Work item. Your answer must be the exact lines from the one holding "point like [350,107]." through the final line of the records below, both included, and nothing more.
--- Entries shown Enclosed Below ---
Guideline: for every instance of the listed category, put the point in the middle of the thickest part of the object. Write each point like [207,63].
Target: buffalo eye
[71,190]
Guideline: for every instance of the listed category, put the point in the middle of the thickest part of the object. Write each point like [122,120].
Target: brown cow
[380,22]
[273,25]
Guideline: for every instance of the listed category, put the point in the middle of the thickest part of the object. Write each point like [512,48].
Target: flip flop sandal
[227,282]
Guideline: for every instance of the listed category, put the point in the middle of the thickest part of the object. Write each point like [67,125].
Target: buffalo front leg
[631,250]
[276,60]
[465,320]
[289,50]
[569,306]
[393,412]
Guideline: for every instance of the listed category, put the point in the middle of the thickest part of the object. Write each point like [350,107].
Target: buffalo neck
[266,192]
--- End of Enclosed Entries shown ---
Finished exercise.
Guideline: for every instance of the listed category, put the point in the middle of the thickest part of the object. Write each point like [350,107].
Target: buffalo neck
[266,192]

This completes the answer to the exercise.